__DATA ENTRIES__:
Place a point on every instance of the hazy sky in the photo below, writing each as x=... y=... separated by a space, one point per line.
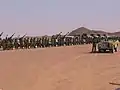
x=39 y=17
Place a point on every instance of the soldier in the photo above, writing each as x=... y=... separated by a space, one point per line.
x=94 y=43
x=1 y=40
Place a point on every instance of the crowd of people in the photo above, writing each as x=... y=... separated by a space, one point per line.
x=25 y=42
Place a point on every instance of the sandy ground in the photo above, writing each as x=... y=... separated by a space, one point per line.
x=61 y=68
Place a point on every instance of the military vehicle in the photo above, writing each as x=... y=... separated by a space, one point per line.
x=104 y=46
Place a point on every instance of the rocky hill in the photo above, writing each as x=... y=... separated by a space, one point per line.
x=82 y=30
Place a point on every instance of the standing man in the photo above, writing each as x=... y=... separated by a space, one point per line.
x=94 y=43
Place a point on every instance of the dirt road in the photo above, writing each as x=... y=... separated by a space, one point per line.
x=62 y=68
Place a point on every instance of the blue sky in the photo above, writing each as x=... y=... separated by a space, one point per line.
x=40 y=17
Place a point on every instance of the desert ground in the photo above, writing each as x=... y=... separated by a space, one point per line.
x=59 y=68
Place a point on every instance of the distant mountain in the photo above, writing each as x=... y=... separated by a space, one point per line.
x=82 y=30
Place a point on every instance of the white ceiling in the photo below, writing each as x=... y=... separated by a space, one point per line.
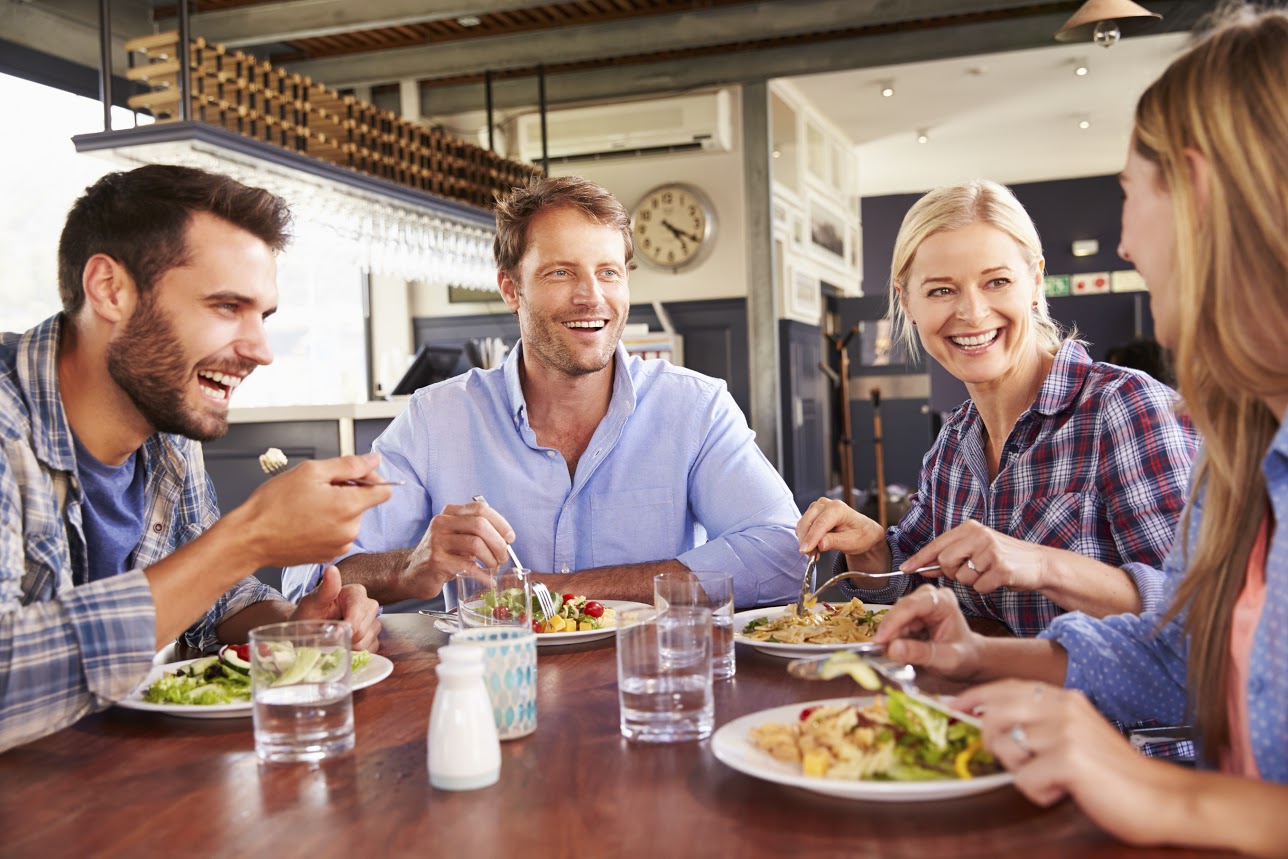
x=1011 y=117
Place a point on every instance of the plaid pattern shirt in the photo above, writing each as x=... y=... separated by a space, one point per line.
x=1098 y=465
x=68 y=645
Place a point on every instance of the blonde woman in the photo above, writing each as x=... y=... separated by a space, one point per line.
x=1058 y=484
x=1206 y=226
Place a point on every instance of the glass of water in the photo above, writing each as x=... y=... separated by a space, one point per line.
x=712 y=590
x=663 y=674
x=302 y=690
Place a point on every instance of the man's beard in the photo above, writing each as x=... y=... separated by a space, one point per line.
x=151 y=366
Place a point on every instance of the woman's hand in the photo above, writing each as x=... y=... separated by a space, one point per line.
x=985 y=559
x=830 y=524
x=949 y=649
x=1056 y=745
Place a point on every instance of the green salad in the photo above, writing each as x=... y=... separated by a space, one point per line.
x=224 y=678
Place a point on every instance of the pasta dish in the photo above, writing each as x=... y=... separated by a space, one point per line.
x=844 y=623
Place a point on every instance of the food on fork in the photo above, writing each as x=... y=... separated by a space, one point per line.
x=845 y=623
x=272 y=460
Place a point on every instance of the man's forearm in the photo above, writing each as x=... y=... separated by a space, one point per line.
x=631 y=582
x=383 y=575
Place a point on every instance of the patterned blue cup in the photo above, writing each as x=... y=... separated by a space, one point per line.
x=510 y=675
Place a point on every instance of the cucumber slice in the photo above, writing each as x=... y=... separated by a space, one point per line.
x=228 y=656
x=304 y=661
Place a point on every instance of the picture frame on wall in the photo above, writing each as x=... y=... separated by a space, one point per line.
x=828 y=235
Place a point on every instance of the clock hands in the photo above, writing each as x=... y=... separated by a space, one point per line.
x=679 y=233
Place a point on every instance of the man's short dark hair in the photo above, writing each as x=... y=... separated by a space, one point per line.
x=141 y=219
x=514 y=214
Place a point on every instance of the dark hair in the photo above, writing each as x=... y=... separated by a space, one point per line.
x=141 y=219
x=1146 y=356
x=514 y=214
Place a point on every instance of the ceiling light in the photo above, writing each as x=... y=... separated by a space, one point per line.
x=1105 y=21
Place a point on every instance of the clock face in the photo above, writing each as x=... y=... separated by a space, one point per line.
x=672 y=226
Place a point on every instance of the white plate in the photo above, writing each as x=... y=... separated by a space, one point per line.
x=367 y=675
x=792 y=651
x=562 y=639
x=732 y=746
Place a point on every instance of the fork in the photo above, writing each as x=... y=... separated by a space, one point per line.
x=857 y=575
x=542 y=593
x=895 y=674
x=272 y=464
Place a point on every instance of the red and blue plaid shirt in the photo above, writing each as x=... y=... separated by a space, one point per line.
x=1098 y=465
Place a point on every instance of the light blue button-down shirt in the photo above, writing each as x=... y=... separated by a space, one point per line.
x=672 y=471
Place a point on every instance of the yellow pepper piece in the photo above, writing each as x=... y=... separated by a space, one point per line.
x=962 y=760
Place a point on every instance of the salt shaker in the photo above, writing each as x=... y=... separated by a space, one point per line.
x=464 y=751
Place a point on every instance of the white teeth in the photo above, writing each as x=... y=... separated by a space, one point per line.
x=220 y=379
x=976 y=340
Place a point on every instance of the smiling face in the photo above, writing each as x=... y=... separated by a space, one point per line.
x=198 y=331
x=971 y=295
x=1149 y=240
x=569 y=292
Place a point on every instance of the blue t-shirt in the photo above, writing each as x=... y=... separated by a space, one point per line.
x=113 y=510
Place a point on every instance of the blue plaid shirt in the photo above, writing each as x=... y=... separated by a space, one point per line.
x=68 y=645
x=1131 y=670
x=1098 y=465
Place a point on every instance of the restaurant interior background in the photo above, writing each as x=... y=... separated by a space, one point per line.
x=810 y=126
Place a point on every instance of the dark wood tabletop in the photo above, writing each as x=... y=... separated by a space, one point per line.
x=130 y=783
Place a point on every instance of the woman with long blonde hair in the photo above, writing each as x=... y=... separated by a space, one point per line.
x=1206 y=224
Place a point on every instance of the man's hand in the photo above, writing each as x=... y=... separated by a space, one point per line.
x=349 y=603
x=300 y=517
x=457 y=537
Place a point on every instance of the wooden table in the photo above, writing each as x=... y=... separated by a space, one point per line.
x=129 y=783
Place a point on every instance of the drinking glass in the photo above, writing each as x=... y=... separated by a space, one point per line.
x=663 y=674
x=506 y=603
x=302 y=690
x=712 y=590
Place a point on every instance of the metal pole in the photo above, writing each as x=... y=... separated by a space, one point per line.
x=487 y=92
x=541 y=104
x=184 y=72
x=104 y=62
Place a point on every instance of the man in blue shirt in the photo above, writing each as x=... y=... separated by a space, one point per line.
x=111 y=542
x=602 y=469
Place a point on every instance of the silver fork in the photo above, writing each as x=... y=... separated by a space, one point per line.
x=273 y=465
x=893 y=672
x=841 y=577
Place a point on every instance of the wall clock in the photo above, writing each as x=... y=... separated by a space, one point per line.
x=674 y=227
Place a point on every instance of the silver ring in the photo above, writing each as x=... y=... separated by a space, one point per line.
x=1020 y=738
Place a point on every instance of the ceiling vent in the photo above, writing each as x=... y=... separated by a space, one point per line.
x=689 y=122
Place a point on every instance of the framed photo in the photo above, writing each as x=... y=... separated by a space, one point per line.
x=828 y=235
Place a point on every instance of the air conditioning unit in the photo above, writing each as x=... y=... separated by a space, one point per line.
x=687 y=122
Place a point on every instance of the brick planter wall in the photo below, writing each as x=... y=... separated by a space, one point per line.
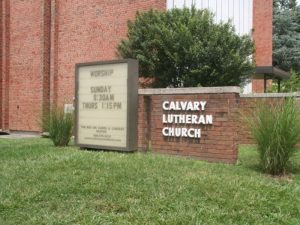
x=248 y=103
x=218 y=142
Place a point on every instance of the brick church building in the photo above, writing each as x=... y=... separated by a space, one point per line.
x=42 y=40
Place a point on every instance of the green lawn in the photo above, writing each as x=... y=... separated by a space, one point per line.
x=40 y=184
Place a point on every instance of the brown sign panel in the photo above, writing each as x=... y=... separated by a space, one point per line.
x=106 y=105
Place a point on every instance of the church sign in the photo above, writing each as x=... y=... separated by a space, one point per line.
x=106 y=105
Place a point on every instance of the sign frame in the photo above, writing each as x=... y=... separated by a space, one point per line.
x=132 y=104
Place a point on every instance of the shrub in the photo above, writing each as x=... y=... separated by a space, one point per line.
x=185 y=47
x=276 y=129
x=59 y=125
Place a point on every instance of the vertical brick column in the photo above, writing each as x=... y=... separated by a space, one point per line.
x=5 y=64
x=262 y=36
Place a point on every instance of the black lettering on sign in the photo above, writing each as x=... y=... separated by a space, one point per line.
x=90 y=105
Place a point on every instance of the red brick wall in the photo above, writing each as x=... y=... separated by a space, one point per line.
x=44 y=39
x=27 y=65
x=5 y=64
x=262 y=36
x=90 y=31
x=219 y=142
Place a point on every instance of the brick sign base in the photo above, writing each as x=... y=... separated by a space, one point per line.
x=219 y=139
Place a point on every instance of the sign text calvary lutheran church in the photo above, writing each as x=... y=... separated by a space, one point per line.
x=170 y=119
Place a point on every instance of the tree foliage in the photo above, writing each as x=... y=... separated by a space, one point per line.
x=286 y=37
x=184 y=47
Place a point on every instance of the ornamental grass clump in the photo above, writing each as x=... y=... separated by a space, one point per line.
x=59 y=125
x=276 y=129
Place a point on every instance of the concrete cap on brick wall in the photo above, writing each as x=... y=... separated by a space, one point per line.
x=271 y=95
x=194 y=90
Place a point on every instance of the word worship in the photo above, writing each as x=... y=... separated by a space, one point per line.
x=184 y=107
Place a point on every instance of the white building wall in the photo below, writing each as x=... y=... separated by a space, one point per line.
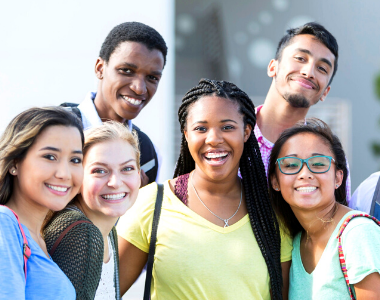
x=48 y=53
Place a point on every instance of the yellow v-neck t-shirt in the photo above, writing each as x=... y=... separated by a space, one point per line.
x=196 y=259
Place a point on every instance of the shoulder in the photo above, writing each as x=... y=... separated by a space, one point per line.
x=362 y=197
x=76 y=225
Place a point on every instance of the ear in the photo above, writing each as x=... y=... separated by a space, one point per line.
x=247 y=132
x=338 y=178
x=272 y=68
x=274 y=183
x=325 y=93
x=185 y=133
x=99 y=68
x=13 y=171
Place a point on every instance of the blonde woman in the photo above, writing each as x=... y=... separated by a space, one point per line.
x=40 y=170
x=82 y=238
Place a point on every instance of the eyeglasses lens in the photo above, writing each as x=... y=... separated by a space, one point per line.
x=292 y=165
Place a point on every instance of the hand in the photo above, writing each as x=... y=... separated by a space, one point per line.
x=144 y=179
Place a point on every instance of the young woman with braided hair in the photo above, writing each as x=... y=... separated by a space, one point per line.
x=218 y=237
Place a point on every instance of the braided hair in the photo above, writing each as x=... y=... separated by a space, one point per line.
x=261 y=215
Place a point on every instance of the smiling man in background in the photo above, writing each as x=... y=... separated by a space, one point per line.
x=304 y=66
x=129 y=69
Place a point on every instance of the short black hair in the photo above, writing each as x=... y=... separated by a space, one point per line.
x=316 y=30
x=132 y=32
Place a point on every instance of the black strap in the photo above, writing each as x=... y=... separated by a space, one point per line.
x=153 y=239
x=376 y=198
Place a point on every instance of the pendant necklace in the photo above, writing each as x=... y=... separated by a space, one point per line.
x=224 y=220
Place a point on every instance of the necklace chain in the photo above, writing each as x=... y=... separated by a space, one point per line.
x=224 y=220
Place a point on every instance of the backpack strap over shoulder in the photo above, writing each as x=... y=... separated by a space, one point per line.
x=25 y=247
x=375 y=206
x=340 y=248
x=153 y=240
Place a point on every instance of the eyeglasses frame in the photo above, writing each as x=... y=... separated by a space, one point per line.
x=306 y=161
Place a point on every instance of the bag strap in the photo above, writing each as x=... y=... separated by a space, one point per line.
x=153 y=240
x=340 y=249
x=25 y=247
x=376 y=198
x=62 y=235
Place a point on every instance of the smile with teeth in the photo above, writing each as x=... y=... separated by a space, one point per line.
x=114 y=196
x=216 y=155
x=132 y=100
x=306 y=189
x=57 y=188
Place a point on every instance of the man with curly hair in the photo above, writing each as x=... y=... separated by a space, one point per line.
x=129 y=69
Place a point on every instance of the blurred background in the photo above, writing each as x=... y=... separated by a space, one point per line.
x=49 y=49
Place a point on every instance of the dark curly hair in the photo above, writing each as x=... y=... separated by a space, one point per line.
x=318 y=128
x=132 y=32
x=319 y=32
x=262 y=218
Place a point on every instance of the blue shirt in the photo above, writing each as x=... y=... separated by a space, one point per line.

__DIRECTIONS__: Edit the lines from the one holding "Place a point on every instance of the dark curly" through the last line, inclusive: swap "photo" for "image" and leave everything else unchanged.

__ANSWER TO THE TASK__:
Place a point on every instance of the dark curly hair in the image above, writing each as x=... y=... separated by a space, one point per line.
x=318 y=128
x=132 y=32
x=319 y=32
x=262 y=218
Place a point on every instance of the blue shirt in the image above, writing each as x=... y=... separated by a space, one point per line.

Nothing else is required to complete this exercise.